**WHAT YOU ARE ASKED TO DO:**
Render the listing below as a two-column CSV headed instruction and points, with one row for each instruction and its points. Put each value in a single quoted field and replace its line breaks with spaces.

**EXTRACTED ENTRIES:**
=-=-=

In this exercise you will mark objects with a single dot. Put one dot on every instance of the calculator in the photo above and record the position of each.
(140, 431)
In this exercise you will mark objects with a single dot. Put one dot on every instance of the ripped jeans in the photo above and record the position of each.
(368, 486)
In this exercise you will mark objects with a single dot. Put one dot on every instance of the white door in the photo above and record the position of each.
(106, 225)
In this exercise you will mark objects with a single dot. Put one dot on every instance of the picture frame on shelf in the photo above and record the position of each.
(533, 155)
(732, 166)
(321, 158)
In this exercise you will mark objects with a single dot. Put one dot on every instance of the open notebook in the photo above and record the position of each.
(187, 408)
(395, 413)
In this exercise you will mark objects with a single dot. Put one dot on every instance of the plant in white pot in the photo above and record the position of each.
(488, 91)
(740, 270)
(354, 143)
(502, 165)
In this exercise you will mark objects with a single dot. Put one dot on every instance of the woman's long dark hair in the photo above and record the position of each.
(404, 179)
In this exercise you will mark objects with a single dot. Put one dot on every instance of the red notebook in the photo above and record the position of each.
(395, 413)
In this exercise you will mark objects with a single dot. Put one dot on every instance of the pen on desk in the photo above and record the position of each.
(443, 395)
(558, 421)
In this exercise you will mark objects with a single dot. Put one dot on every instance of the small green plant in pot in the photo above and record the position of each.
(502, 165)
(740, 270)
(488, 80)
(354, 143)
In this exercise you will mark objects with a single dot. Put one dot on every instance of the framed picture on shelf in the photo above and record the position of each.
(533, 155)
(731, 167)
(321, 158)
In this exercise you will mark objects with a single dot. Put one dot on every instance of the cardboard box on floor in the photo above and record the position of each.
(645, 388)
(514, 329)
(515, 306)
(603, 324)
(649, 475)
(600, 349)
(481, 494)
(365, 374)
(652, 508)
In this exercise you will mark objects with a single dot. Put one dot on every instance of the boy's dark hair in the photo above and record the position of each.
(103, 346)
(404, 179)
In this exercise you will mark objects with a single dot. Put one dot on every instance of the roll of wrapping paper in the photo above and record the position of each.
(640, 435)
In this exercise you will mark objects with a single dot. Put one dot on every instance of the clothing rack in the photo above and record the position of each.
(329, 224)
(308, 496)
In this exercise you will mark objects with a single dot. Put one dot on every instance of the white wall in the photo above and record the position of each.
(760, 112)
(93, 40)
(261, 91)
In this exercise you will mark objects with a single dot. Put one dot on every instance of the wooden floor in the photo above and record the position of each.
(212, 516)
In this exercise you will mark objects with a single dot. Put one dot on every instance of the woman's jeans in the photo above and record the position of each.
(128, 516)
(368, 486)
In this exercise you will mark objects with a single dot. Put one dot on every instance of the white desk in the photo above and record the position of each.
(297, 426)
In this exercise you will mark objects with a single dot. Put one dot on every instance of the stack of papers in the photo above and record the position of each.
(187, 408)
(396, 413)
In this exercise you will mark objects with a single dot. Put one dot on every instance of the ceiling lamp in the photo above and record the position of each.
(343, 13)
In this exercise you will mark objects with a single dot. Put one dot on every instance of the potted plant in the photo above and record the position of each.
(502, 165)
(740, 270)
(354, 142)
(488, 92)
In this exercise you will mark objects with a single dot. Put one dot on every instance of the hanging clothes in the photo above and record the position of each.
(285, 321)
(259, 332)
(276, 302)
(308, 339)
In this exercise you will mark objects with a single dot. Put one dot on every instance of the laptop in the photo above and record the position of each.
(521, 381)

=-=-=

**WRITTEN ANSWER:**
instruction,points
"In this exercise you will mark objects with a single dot. Put one dot on every instance of the calculator in the photo above and record the position of each.","(140, 431)"
"In this exercise you will mark objects with a single dot. Put one dot on every instance of the ripped jeans in the photo above and record the position of each.","(368, 486)"
"In this exercise you will mark objects with a single dot. Put one dot on every instance of the white door in the photo above and record the position of each.","(106, 225)"
"In this exercise you will mark objects with a single dot. Put one dot on every instance of the picture frame on shelf in the photo above and record the position of each.","(533, 155) (732, 166) (321, 158)"
"In this exercise you will mark objects with a single dot. Put one dot on every instance of the open notebook in the photo above and record the position of each.","(187, 408) (395, 413)"
"In this exercise you will mark objects with a single dot. Put one dot on every instance of the plant in white pot in the photo above and record the position of each.","(488, 91) (740, 270) (354, 143) (502, 165)"
"In this exercise you will mark objects with a single dot. Put one dot on every instance of the woman's long dark hair in the photo above and record the position of each.","(404, 179)"
"In this exercise you will mark objects with a single dot. Put one dot on every instance of the red notebook in the photo above and record the position of each.","(395, 413)"
"In this exercise you will mark objects with a single dot. Put one dot on every instance of the pen on desk in the photo above and record the position of each.","(443, 395) (558, 421)"
"In this exercise you will mark objects with a single dot. Put one dot on every instance of the small green plant in pot in the photo above and record the position of each.","(502, 165) (740, 270) (488, 80) (354, 143)"
"In this exercise you will mark objects with a single dot. Put one dot on every instance of the framed picture on shelf in the photo above and record the position of each.","(533, 155) (731, 167) (321, 158)"
"In this exercise you will mark objects with a single dot. Put one dot on every instance of the cardboard box on floor in the photo above and record the position of each.","(645, 388) (514, 329) (515, 306) (603, 324) (649, 475) (600, 349) (481, 494) (365, 374) (652, 508)"
"In this exercise you will mark objects with a single dot. Put one dot on every instance of the boy's dark hair in the photo above and record the position of each.","(103, 346) (404, 179)"
"In this exercise you will mark objects with a single dot. Put one dot on every instance of the roll of wrapping paper in the photo above and record the position of each.","(640, 435)"
"In this exercise you will mark objects with a single dot. Put one dot on every instance of the clothing rack in the photo above and record the position of each.","(329, 224) (308, 496)"
"In this exercise you will mark objects with a single dot. Put one dot on every instance of the white wall in the photo above and record the position of each.","(760, 112) (93, 40) (261, 91)"
"In this exercise you will mark objects with a single dot. Put one dot on every instance of the wooden floor in the photo above and record the position of each.","(212, 516)"
"In this exercise you will mark objects with a single dot. Put one dot on every instance of the woman's jeans in the photo above and record the position of each.","(128, 516) (368, 486)"
"In this exercise you will mark objects with a single dot. Put one dot on every instance of the white desk in the photo above and record the position of each.","(297, 426)"
"In this exercise you will mark objects with a single dot. Put one dot on every instance of the stack of papers in the photo above and record the position of each.","(187, 408) (396, 413)"
"In this exercise you will mark objects with a single dot. Put one dot on every instance of the ceiling lamp in the photo above and record the position of each.","(343, 13)"
"In this exercise you will mark objects with a single dot. Put one dot on every instance of the potted plant in the photo above and record the position of each.","(502, 165) (740, 270) (354, 142) (488, 92)"
"In this exercise you will mark objects with a single dot. Put one dot on every instance of the hanging clothes in the photo above and record the position of each.","(285, 321) (259, 332) (276, 302) (308, 339)"
"In this exercise you will mark objects with a single dot. Put one dot on every instance of the laptop in the photo above and record the position of each.","(521, 381)"